▶ **Exercise objective**:
With the exception of the pictures, transcribe the entire listing exactly.

(Records for processing)

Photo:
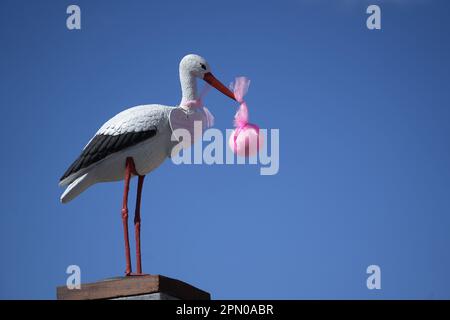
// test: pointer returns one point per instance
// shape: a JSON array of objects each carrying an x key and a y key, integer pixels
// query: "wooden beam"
[{"x": 132, "y": 286}]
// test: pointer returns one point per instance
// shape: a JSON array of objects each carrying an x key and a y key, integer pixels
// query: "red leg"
[
  {"x": 137, "y": 225},
  {"x": 128, "y": 170}
]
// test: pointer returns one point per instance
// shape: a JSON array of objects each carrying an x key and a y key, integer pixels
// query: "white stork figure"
[{"x": 138, "y": 140}]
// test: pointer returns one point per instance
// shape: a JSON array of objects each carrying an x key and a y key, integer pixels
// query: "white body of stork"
[
  {"x": 142, "y": 133},
  {"x": 136, "y": 141}
]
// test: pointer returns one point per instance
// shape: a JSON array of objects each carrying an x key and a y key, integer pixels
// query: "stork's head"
[{"x": 198, "y": 67}]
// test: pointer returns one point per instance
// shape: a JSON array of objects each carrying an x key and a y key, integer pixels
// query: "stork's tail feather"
[{"x": 76, "y": 187}]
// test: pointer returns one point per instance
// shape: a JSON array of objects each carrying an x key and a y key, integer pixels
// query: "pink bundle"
[{"x": 245, "y": 140}]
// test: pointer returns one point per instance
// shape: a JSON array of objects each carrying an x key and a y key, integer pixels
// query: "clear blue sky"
[{"x": 364, "y": 122}]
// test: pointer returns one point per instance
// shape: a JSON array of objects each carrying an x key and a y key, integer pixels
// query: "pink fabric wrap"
[{"x": 245, "y": 140}]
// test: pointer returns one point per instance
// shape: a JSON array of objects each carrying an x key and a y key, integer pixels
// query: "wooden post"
[{"x": 148, "y": 287}]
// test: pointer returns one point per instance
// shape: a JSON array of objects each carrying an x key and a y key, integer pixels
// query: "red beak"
[{"x": 208, "y": 77}]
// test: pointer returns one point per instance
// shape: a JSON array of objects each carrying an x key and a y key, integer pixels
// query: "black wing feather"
[{"x": 103, "y": 145}]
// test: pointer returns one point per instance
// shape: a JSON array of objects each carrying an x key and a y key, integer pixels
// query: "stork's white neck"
[{"x": 188, "y": 87}]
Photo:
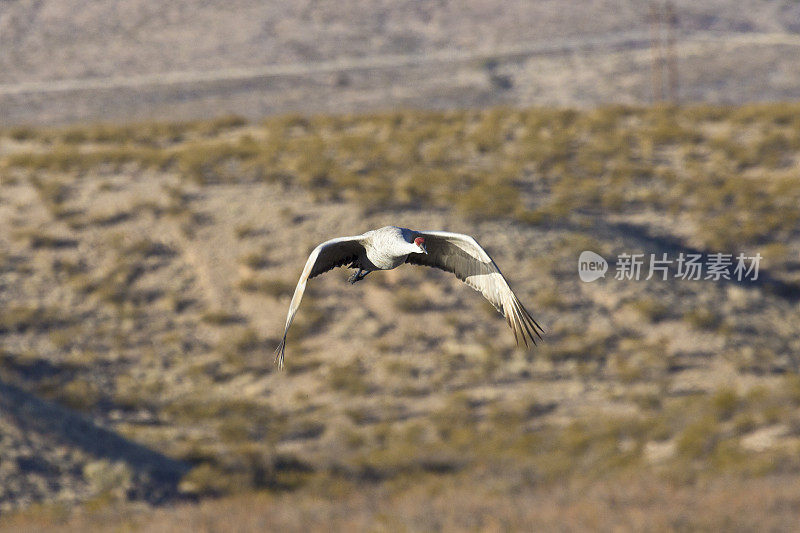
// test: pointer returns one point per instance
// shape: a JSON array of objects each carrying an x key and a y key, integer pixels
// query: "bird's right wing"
[
  {"x": 326, "y": 256},
  {"x": 464, "y": 257}
]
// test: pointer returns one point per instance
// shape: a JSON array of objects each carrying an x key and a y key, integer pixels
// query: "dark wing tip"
[
  {"x": 279, "y": 351},
  {"x": 521, "y": 321}
]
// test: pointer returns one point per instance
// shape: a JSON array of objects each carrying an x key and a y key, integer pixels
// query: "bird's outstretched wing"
[
  {"x": 326, "y": 256},
  {"x": 464, "y": 257}
]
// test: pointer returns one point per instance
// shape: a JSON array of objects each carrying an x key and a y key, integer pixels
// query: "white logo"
[{"x": 591, "y": 266}]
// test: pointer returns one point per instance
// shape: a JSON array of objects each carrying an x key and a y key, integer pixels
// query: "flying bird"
[{"x": 389, "y": 247}]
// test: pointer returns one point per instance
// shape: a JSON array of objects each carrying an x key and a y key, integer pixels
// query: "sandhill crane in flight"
[{"x": 389, "y": 247}]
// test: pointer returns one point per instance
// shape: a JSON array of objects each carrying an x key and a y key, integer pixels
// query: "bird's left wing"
[
  {"x": 464, "y": 257},
  {"x": 326, "y": 256}
]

(End Records for processing)

▶ **Response to the task**:
Photo:
// test: pointer returns one point per instance
// shape: a JSON array of objects each carrying an x key and a y key, integer pixels
// query: "wooden beam"
[{"x": 132, "y": 286}]
// test: pointer returns one point per instance
// shape: a JSON array of objects each carrying an x key and a y key, integer pixels
// query: "red leg"
[
  {"x": 137, "y": 225},
  {"x": 128, "y": 170}
]
// test: pointer returns one point per instance
// shape: a JSON array of objects each carrying an x key and a y key, integer pixels
// query: "white stork figure"
[{"x": 138, "y": 140}]
// test: pointer returns one point per instance
// shape: a JSON array of objects each carrying an x key and a y key, integer pixels
// query: "white body of stork"
[
  {"x": 142, "y": 133},
  {"x": 136, "y": 141}
]
// test: pointer returns one point per instance
// shape: a JSON array of objects each carrying an x key and a y key, integer pixels
// query: "stork's head"
[{"x": 198, "y": 67}]
// test: pointer returns one point per instance
// shape: a JSON array of objects each carrying an x key and a y key, integer pixels
// query: "stork's tail feather"
[{"x": 76, "y": 187}]
// test: pointer returns one point per instance
// shape: a JSON array of objects each carrying an x key and a y key, integer pixels
// query: "pink bundle"
[{"x": 245, "y": 140}]
// test: pointer returns one point per instance
// shape: a JSON array of objects each carrying an x key and a y key, integer pixels
// query: "clear blue sky"
[{"x": 364, "y": 122}]
// test: pointer returns one point per instance
// shape: a JSON array of objects each carrying an x key and a y key, integer pixels
// query: "pink fabric wrap"
[{"x": 245, "y": 140}]
// test: pointer returns one point per instance
// shape: a JSON array of objects each carrying an x key and a y key, integer pixels
// query: "wooden post"
[{"x": 148, "y": 287}]
// test: pointer returns one point per instance
// shape: a JSON array of objects each carrying an x key and a y key, integer pixels
// query: "red beak"
[{"x": 208, "y": 77}]
// test: pointer returns one point per instance
// shape: a JSON array of objects each carrying an x key and a y key, integer pixels
// query: "black wing feather"
[{"x": 103, "y": 145}]
// test: pointer returns one point per instance
// shape: a JSON array of objects each carrying an x key and a y key, integer pixels
// query: "stork's white neck"
[{"x": 188, "y": 87}]
Photo:
// test: pointer returns one point per instance
// shape: a JSON array of objects each carrying an x key and a y key, integer pixels
// query: "bird's right wing"
[
  {"x": 326, "y": 256},
  {"x": 464, "y": 257}
]
// test: pointer returns one point per instance
// shape: a JSON array of objects each carrying an x key and a y key, integer pixels
// query: "dark wing tip"
[
  {"x": 279, "y": 351},
  {"x": 521, "y": 321}
]
// test: pointer returns one point per instance
// shape: a JSON array of objects each carrying an x key and a y key, integer pixels
// query: "bird's outstretched wing"
[
  {"x": 326, "y": 256},
  {"x": 464, "y": 257}
]
// test: pointer returns one point per instance
// shape: a JSON array of objects each carrying an x key and a y key, integer pixels
// query: "white logo"
[{"x": 591, "y": 266}]
// test: pointer returns one point per instance
// shape: a JSON array of objects each carrying an x key and a y key, integer pixels
// query: "flying bird"
[{"x": 389, "y": 247}]
// test: pointer returns one point per instance
// shape: a JSON array of objects each carrying an x key and a y key, integer pixels
// query: "sandhill crane in flight"
[{"x": 389, "y": 247}]
// test: pointer returns one point per instance
// shape: a JSON array of objects each carrying an x key and a y key, integer pixels
// query: "bird's left wing"
[
  {"x": 464, "y": 257},
  {"x": 326, "y": 256}
]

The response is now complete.